• Material to process:
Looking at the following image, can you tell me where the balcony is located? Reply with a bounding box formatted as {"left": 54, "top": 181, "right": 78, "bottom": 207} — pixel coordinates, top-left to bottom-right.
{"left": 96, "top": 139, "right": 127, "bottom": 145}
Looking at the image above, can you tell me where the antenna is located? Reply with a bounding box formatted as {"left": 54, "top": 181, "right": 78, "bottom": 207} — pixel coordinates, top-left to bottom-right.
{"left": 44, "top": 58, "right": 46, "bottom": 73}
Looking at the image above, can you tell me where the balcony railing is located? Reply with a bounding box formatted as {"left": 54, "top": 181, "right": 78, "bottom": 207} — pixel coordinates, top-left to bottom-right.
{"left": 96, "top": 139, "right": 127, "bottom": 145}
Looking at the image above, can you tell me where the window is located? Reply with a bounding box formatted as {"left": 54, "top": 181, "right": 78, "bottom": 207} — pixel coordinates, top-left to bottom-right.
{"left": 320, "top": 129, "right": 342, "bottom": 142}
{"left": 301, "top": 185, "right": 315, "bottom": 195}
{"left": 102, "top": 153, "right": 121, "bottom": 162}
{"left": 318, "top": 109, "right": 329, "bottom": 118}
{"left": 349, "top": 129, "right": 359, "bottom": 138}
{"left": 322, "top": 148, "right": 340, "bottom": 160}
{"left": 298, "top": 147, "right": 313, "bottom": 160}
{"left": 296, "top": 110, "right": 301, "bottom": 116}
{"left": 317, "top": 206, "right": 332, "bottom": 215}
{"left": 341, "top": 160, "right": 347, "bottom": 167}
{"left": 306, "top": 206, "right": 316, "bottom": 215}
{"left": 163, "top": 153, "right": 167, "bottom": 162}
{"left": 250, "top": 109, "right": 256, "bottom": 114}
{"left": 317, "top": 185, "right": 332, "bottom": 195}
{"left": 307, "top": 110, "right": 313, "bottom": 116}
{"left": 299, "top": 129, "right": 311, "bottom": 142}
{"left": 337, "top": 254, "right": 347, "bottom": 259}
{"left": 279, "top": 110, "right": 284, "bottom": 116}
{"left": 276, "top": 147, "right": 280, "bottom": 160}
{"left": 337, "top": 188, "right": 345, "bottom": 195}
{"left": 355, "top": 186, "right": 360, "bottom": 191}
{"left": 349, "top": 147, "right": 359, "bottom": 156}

• Task statement:
Nothing may be omitted or altered; reproduce all of the entries.

• Output for this exercise:
Looking at the following image, can you tell me where the balcony is located? Reply with a bounding box formatted as {"left": 54, "top": 181, "right": 78, "bottom": 207} — pixel coordinates, top-left to bottom-right.
{"left": 96, "top": 139, "right": 127, "bottom": 145}
Looking at the image above, can you tell me where the antenna is located? Reply with a bounding box formatted as {"left": 54, "top": 181, "right": 78, "bottom": 207} — pixel coordinates, top-left to bottom-right.
{"left": 44, "top": 58, "right": 46, "bottom": 73}
Looking at the image above, can you tell me where the balcony railing is located? Reply with a bounding box formatted as {"left": 54, "top": 181, "right": 78, "bottom": 207} — pixel coordinates, top-left to bottom-right.
{"left": 96, "top": 139, "right": 127, "bottom": 145}
Looking at the image above, can you tell me where the window is located? Reply with a bounding box formatted as {"left": 54, "top": 181, "right": 78, "bottom": 207} — pixel coordinates, top-left to bottom-right.
{"left": 320, "top": 129, "right": 342, "bottom": 142}
{"left": 301, "top": 185, "right": 315, "bottom": 195}
{"left": 102, "top": 153, "right": 121, "bottom": 162}
{"left": 318, "top": 109, "right": 329, "bottom": 118}
{"left": 349, "top": 129, "right": 359, "bottom": 138}
{"left": 322, "top": 148, "right": 340, "bottom": 160}
{"left": 298, "top": 147, "right": 313, "bottom": 160}
{"left": 296, "top": 110, "right": 301, "bottom": 116}
{"left": 317, "top": 206, "right": 332, "bottom": 215}
{"left": 341, "top": 160, "right": 347, "bottom": 167}
{"left": 306, "top": 206, "right": 316, "bottom": 215}
{"left": 163, "top": 153, "right": 167, "bottom": 162}
{"left": 250, "top": 109, "right": 256, "bottom": 114}
{"left": 317, "top": 185, "right": 332, "bottom": 195}
{"left": 307, "top": 110, "right": 313, "bottom": 116}
{"left": 299, "top": 129, "right": 311, "bottom": 142}
{"left": 337, "top": 254, "right": 347, "bottom": 259}
{"left": 279, "top": 110, "right": 284, "bottom": 116}
{"left": 276, "top": 147, "right": 280, "bottom": 160}
{"left": 337, "top": 188, "right": 345, "bottom": 195}
{"left": 355, "top": 186, "right": 360, "bottom": 191}
{"left": 349, "top": 147, "right": 359, "bottom": 156}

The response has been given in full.